[EXERCISE TASK] Copy the data below, swapping every "aerial photo" for "drone image" and changing nothing else. Leave the pictures out of your copy.

▬▬▬▬▬▬▬▬▬▬

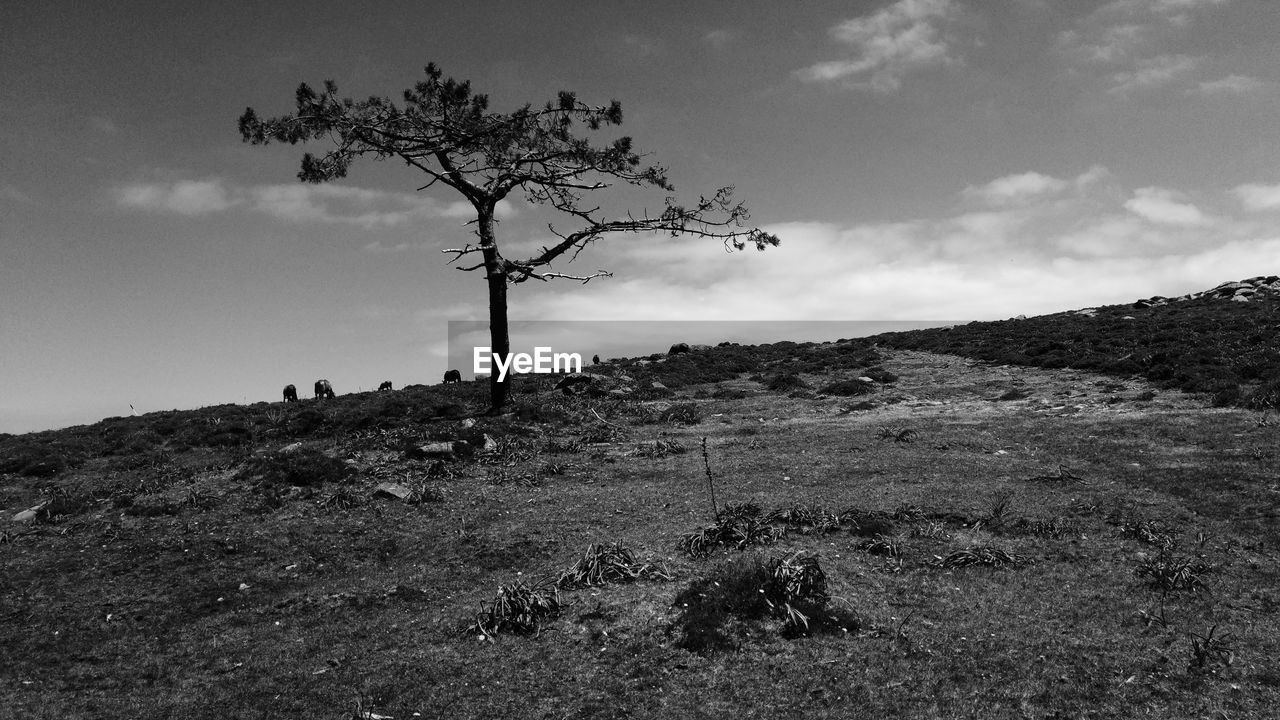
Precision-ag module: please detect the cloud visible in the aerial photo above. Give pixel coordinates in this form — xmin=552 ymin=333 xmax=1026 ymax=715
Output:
xmin=512 ymin=167 xmax=1280 ymax=320
xmin=1194 ymin=74 xmax=1265 ymax=95
xmin=115 ymin=181 xmax=239 ymax=215
xmin=703 ymin=28 xmax=741 ymax=50
xmin=114 ymin=179 xmax=506 ymax=228
xmin=1107 ymin=55 xmax=1201 ymax=95
xmin=1057 ymin=0 xmax=1226 ymax=95
xmin=1124 ymin=187 xmax=1208 ymax=225
xmin=796 ymin=0 xmax=954 ymax=92
xmin=0 ymin=182 xmax=40 ymax=205
xmin=1231 ymin=183 xmax=1280 ymax=211
xmin=964 ymin=172 xmax=1069 ymax=206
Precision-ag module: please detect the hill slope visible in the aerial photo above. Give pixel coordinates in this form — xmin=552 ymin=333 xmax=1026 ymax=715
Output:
xmin=876 ymin=277 xmax=1280 ymax=409
xmin=0 ymin=335 xmax=1280 ymax=719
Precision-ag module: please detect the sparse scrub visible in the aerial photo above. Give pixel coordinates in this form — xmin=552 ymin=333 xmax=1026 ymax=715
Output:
xmin=556 ymin=541 xmax=671 ymax=589
xmin=938 ymin=546 xmax=1029 ymax=568
xmin=1134 ymin=550 xmax=1213 ymax=592
xmin=672 ymin=556 xmax=858 ymax=655
xmin=466 ymin=580 xmax=561 ymax=641
xmin=237 ymin=447 xmax=355 ymax=488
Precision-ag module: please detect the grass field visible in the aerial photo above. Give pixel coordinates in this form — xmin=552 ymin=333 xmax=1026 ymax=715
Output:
xmin=0 ymin=342 xmax=1280 ymax=720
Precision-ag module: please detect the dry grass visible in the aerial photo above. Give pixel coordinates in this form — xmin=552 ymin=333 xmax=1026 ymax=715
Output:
xmin=0 ymin=346 xmax=1280 ymax=719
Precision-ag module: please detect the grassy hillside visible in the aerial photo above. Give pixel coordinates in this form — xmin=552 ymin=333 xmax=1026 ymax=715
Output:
xmin=877 ymin=286 xmax=1280 ymax=409
xmin=0 ymin=331 xmax=1280 ymax=720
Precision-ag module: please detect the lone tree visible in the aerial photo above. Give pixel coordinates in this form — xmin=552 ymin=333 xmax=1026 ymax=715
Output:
xmin=239 ymin=63 xmax=778 ymax=413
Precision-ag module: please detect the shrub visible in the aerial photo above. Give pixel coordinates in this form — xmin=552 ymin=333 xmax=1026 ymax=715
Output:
xmin=556 ymin=541 xmax=671 ymax=589
xmin=467 ymin=580 xmax=561 ymax=641
xmin=764 ymin=374 xmax=809 ymax=391
xmin=237 ymin=447 xmax=355 ymax=487
xmin=672 ymin=555 xmax=858 ymax=655
xmin=655 ymin=402 xmax=703 ymax=425
xmin=820 ymin=380 xmax=876 ymax=397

▬▬▬▬▬▬▬▬▬▬

[THE OUTPUT]
Precision-ag module: please detect the cloud visible in the drone image above. Give pixel coordinates in this form — xmin=552 ymin=333 xmax=1026 ymax=715
Output:
xmin=512 ymin=167 xmax=1280 ymax=320
xmin=1194 ymin=74 xmax=1265 ymax=95
xmin=115 ymin=181 xmax=239 ymax=215
xmin=703 ymin=28 xmax=741 ymax=50
xmin=114 ymin=179 xmax=506 ymax=228
xmin=1107 ymin=55 xmax=1201 ymax=95
xmin=1057 ymin=0 xmax=1226 ymax=95
xmin=1124 ymin=187 xmax=1208 ymax=225
xmin=796 ymin=0 xmax=954 ymax=92
xmin=0 ymin=182 xmax=40 ymax=205
xmin=1231 ymin=183 xmax=1280 ymax=211
xmin=964 ymin=172 xmax=1069 ymax=206
Precision-ag module: please detect the hill slope visible in the drone image above. Give pixel coordinates in this form — xmin=552 ymin=333 xmax=1026 ymax=715
Output:
xmin=876 ymin=277 xmax=1280 ymax=409
xmin=0 ymin=335 xmax=1280 ymax=719
Precision-ag module: please detect the sparse scrub visible in the drone image above. Give pixel coordinates in this form — xmin=552 ymin=333 xmax=1026 ymax=715
Output:
xmin=556 ymin=541 xmax=671 ymax=589
xmin=938 ymin=546 xmax=1029 ymax=568
xmin=1134 ymin=550 xmax=1213 ymax=592
xmin=672 ymin=556 xmax=858 ymax=655
xmin=466 ymin=580 xmax=561 ymax=641
xmin=237 ymin=447 xmax=355 ymax=488
Precision-ag module: please detect the grass field visible in the drone image above. Give pixel coordinates in this form — xmin=552 ymin=333 xmax=1026 ymax=715
Output:
xmin=0 ymin=342 xmax=1280 ymax=720
Precision-ag module: please detect the dry grass visible in the drone image above. Give pixel coordinates in this form — xmin=552 ymin=333 xmax=1026 ymax=715
Output:
xmin=0 ymin=346 xmax=1280 ymax=719
Precision-ag module: please detect the grassy hillside visible in the drone image above. Give pixel coordinates in this form — xmin=552 ymin=333 xmax=1026 ymax=715
Output:
xmin=877 ymin=286 xmax=1280 ymax=409
xmin=0 ymin=331 xmax=1280 ymax=720
Precision-ag module: please detect the lone tree visible in the drone image above. Give pixel coordinates in this form — xmin=552 ymin=333 xmax=1026 ymax=715
Output:
xmin=239 ymin=63 xmax=778 ymax=413
Precision-ag module: please detect the shrub visible in the drone image above. Give pixel coordinates in this form — xmin=552 ymin=333 xmax=1026 ymax=715
Output:
xmin=556 ymin=541 xmax=671 ymax=589
xmin=467 ymin=580 xmax=561 ymax=641
xmin=764 ymin=374 xmax=809 ymax=391
xmin=237 ymin=447 xmax=355 ymax=487
xmin=672 ymin=555 xmax=858 ymax=655
xmin=655 ymin=402 xmax=703 ymax=425
xmin=820 ymin=380 xmax=876 ymax=397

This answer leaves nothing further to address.